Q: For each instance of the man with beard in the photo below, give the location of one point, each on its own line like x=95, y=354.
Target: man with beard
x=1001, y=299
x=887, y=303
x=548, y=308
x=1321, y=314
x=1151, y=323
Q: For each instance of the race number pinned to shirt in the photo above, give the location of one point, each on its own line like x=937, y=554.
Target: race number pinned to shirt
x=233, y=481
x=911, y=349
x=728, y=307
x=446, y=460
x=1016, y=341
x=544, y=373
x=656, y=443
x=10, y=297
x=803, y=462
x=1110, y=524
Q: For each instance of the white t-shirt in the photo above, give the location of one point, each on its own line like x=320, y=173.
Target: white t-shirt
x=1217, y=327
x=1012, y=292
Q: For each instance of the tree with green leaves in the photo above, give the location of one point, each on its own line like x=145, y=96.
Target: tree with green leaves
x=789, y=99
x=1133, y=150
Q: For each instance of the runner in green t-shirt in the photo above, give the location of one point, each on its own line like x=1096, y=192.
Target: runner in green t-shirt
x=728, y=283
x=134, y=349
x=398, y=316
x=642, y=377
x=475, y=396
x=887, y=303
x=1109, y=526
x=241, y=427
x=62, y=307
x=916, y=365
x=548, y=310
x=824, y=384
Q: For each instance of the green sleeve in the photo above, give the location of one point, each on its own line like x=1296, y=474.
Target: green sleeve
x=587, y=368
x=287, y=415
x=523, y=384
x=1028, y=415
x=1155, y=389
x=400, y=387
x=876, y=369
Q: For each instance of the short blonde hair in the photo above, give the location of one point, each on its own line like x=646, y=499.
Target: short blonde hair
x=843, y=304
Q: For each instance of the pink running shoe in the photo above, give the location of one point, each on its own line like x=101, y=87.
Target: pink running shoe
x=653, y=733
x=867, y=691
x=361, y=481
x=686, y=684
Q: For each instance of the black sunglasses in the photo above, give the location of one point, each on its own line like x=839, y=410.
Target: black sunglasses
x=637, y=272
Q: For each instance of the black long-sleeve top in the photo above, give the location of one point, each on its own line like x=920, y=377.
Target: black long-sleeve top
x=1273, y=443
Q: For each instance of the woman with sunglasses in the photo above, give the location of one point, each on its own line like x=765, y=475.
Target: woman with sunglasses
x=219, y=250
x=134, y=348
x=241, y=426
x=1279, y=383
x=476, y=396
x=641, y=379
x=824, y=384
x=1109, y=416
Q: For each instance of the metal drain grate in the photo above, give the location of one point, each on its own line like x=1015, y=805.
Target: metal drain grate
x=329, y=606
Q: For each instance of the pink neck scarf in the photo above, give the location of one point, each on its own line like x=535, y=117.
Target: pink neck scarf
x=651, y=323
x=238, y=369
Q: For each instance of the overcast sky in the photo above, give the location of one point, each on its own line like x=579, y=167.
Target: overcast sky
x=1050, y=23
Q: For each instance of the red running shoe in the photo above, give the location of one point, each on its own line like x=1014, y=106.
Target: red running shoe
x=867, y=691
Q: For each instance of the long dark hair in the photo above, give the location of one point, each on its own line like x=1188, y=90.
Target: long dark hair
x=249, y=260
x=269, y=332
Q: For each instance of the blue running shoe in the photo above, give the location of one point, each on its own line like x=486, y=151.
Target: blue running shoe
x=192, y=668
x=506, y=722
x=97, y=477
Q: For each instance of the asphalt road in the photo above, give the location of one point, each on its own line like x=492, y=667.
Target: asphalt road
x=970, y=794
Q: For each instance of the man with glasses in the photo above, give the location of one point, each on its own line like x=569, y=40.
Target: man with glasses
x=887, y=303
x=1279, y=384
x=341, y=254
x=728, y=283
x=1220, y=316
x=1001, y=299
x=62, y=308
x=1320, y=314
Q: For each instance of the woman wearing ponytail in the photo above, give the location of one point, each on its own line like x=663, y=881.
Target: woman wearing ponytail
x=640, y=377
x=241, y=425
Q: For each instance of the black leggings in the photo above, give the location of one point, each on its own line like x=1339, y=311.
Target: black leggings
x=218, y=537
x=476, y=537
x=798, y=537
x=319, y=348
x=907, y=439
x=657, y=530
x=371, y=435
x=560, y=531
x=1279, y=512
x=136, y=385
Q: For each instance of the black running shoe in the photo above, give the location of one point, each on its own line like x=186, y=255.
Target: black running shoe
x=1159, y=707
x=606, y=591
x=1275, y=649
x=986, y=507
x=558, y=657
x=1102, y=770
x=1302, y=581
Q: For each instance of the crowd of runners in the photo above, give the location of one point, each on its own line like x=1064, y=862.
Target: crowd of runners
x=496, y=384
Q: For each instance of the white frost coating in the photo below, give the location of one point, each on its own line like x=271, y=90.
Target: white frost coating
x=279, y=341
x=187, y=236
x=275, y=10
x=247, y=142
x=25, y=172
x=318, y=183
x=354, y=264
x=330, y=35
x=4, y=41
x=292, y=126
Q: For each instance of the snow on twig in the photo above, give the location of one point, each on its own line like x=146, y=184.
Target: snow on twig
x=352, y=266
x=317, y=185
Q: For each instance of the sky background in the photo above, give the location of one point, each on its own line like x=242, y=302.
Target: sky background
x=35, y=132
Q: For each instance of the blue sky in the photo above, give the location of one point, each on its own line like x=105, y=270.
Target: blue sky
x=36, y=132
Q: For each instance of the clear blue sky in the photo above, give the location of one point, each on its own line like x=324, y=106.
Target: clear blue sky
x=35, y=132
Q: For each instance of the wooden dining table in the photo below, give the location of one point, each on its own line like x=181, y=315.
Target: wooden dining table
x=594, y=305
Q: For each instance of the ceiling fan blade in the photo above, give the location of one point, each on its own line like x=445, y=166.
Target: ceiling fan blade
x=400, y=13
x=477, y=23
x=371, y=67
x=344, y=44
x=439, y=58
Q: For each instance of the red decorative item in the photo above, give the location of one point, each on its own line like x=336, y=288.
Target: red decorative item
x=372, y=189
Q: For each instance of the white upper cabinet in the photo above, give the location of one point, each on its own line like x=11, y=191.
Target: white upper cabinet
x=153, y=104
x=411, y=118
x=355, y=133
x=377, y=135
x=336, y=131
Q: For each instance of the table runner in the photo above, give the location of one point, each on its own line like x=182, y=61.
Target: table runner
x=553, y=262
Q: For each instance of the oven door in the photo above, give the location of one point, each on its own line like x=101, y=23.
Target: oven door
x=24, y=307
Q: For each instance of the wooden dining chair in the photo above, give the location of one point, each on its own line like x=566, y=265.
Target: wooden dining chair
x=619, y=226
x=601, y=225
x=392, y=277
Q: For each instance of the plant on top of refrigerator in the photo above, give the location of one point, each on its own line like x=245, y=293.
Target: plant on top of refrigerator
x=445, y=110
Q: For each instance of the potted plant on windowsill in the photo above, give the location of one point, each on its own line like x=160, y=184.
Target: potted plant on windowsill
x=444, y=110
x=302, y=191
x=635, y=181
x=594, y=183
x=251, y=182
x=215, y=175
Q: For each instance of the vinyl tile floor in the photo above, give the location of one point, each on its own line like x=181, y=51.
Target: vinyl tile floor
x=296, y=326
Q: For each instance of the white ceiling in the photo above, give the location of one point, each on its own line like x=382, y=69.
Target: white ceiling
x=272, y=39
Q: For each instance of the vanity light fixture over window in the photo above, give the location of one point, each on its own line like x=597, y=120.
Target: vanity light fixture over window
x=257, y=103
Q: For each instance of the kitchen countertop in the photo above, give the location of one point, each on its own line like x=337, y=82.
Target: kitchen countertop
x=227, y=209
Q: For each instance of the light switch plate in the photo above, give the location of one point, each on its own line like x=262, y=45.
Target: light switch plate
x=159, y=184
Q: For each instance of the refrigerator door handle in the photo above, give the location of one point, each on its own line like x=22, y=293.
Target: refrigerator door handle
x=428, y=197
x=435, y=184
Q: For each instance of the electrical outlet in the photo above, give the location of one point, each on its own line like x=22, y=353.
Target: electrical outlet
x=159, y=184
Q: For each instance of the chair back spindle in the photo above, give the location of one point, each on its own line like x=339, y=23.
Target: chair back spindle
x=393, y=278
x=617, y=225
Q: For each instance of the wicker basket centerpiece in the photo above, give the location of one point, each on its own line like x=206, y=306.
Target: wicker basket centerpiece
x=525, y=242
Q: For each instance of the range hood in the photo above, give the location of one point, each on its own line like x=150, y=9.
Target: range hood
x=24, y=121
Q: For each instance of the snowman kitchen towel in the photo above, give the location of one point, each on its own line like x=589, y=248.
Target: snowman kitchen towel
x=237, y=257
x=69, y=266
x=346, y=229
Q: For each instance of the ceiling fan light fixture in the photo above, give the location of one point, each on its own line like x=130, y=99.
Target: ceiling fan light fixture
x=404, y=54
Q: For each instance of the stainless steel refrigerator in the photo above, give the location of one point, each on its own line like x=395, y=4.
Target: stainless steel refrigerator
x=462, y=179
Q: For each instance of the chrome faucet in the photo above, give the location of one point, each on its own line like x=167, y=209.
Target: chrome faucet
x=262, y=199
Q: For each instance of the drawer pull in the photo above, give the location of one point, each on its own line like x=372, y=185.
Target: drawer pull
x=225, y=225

····················

Lines from the beginning of the data above through the line containing "Q: For each instance of the green" are to be returned exactly, and no others.

Q: For each instance of the man with beard in the photo below, give the location of one point, each on its own line like x=95, y=354.
Target: man with beard
x=1001, y=299
x=887, y=303
x=548, y=308
x=1321, y=314
x=1151, y=323
Q: For each instance of the race number pinned to shirt in the photo above, give the location of one point, each on its own line like x=937, y=554.
Target: race number pinned to shirt
x=233, y=481
x=911, y=349
x=728, y=307
x=446, y=460
x=1016, y=341
x=544, y=373
x=656, y=443
x=10, y=297
x=803, y=462
x=1110, y=524
Q: For each instance of the white t-shirt in the photo above, give the location of one point, each on its own line like x=320, y=173.
Target: white t-shirt
x=1217, y=327
x=1012, y=292
Q: For each instance of the tree with green leaves in the photo above, give the location of one point, each on its own line like x=145, y=96.
Target: tree with green leaves
x=789, y=99
x=1133, y=150
Q: For each instance of the runner in green t-shirt in the photo above, give the location of one point, each on its own line like x=1096, y=192.
Target: runner in green t-shirt
x=728, y=283
x=134, y=349
x=398, y=316
x=642, y=377
x=475, y=396
x=887, y=303
x=1109, y=526
x=241, y=427
x=62, y=307
x=916, y=365
x=548, y=310
x=824, y=384
Q: For each instance of the green sleeve in the photo above, give the location of one point, each on its own line like x=1296, y=474.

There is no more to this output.